(Page extract begins)
Diagnose a KPI Drop: One Session to Root Cause

Find why your metric fell. One focused session, no fluff.

Who This Helps

Founder operators who see a KPI drop and need to act fast. You have data but no clear story. You want to move from panic to plan in one sitting.

This is for you if you run a GTM team and your numbers just took a hit. The GTM Strategy & Messaging course gives you the structure to diagnose and fix it.

Mini Case

Noor runs a B2B SaaS company. Last month, demo requests dropped 12%. The team blamed pricing, then the website, then the economy. Noor had no evidence.

She used the ICP Alignment mission from the GTM Strategy & Messaging course. In one 90-minute session, she mapped the drop to a single trigger: a competitor launched a free tier. The ICP wedge (pain, trigger, buyer, proof) showed the real problem. Noor stopped the blame game and started a fix.

Do This Now (5 Steps)

  1. Pick one metric. Choose the KPI that hurts most. For Noor, it was demo requests. Write it down.
  1. List three possible causes. No judgment. Just write them. Pricing, website, competitor, seasonality. Keep it short.
  1. Map each cause to a data point. For each cause, find one number that supports or kills it. Noor checked competitor launch dates and saw a spike in free sign-ups.
  1. Run a 30-minute root cause session. Invite one person from sales and one from product. Use the ICP wedge from the course. Ask: who stopped buying, and why? Write the answer.
  1. Write one action. Based on the root cause, write one thing you will do tomorrow. Noor decided to create a positioning statement that countered the free tier.

Avoid These Traps

  • Blame first. Don't guess. Let data speak.
  • Too many metrics. Focus on one KPI. Three causes max.
  • No buyer context. The drop might be about your ICP, not your product. Use the ICP Alignment mission to check.
  • Analysis paralysis. 90 minutes is enough. Set a timer.
  • Skipping proof. Every cause needs a number. If you can't find one, drop it.
  • Ignoring timing. Check if the drop aligns with a competitor move or a season. Noor's competitor launched in the same week.
  • Forgetting the team. Involve sales and product. They see things you don't.
  • No follow-up. Write the action and do it. No meetings about the meeting.

Your Win by Friday

By Friday, you will know the root cause of your KPI drop. You will have one clear action to reverse it. Noor did it in one session. You can too. And honestly, it feels way better than guessing.

You will also have a reusable process for the next drop. Because there will be a next one. But now you have a system.
(Page extract ends)
(Input data begins)
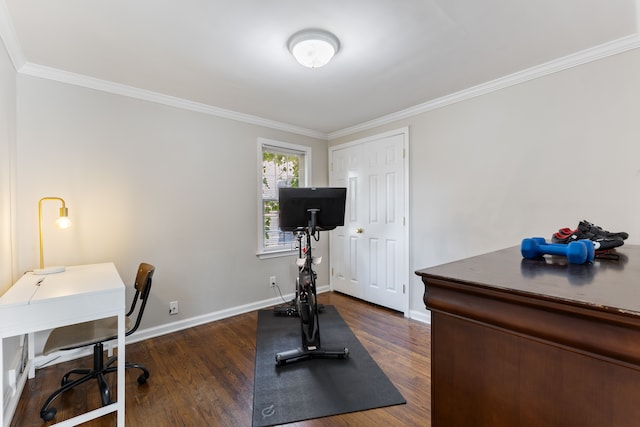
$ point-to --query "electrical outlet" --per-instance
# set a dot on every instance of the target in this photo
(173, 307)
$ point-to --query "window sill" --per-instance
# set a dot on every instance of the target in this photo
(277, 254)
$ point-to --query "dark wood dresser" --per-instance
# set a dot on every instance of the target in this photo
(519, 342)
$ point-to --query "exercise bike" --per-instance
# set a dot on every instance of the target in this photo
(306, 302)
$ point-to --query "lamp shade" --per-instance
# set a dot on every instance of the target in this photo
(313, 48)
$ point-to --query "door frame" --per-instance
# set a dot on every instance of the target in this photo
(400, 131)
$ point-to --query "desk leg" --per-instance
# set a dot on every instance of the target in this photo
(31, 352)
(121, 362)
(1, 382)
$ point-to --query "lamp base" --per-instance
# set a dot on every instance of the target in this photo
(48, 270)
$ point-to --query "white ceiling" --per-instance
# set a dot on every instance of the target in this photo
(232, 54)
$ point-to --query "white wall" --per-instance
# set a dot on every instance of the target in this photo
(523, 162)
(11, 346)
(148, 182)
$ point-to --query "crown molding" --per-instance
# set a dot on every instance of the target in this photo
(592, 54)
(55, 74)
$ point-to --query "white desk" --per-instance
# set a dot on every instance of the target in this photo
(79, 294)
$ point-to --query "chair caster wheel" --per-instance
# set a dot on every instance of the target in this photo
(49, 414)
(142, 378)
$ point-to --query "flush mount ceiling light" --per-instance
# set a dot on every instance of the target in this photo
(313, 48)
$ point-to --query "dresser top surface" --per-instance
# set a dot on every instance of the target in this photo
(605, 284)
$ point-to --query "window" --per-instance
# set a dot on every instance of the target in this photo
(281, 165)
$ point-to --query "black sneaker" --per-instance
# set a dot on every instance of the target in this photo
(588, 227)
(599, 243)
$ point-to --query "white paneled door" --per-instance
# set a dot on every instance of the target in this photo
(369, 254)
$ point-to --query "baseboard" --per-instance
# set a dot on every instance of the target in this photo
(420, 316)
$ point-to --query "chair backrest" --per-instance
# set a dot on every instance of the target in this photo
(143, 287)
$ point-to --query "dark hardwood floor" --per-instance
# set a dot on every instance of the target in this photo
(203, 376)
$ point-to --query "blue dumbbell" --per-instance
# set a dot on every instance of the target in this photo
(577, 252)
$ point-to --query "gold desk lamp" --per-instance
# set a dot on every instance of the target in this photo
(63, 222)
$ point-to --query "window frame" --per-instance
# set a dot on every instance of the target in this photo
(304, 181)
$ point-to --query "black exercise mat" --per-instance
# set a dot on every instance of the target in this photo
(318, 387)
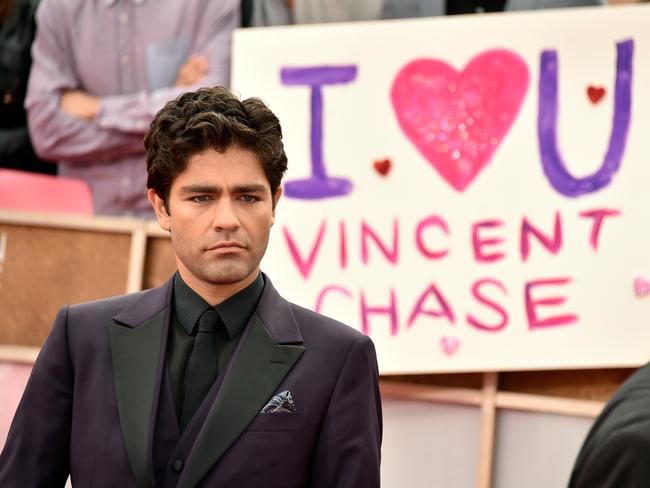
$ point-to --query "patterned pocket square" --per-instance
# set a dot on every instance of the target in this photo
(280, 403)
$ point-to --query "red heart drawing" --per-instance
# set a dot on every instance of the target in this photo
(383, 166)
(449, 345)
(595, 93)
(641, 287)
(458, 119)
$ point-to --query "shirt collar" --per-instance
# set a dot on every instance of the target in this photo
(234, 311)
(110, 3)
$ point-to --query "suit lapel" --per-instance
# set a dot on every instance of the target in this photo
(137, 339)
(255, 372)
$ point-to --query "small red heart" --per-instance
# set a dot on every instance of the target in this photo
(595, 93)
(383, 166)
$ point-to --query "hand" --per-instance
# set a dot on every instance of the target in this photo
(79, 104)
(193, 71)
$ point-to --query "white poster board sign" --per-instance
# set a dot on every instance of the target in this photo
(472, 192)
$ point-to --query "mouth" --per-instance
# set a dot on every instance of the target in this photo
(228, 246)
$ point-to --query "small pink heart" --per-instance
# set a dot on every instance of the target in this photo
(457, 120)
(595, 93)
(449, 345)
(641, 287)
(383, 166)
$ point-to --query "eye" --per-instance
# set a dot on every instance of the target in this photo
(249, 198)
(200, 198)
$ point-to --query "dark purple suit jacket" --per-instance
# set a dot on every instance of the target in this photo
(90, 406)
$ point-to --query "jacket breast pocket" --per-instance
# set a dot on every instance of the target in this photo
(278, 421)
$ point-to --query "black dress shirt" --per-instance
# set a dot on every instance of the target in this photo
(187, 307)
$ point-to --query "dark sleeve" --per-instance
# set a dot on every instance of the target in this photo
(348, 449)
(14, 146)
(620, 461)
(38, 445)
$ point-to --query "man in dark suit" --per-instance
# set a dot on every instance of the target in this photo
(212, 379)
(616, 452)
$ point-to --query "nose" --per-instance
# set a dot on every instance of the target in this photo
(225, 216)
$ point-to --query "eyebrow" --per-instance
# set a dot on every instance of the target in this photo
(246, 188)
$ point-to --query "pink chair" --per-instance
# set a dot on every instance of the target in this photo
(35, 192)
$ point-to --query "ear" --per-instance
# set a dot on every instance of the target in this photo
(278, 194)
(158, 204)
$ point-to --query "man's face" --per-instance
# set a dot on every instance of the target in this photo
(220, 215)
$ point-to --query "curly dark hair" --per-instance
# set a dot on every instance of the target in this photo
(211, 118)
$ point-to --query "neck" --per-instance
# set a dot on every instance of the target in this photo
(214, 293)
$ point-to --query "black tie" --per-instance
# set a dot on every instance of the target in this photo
(Input data ends)
What you will do
a) In the KPI guide, what single trigger did Noor trace the drop in demo requests to?
b) Transcribe the KPI guide from "Do This Now" to "in free sign-ups." word for word.

Task-by-task answers
a) A competitor launched a free tier.

b)
Do This Now (5 Steps)

  1. Pick one metric. Choose the KPI that hurts most. For Noor, it was demo requests. Write it down.
  1. List three possible causes. No judgment. Just write them. Pricing, website, competitor, seasonality. Keep it short.
  1. Map each cause to a data point. For each cause, find one number that supports or kills it. Noor checked competitor launch dates and saw a spike in free sign-ups.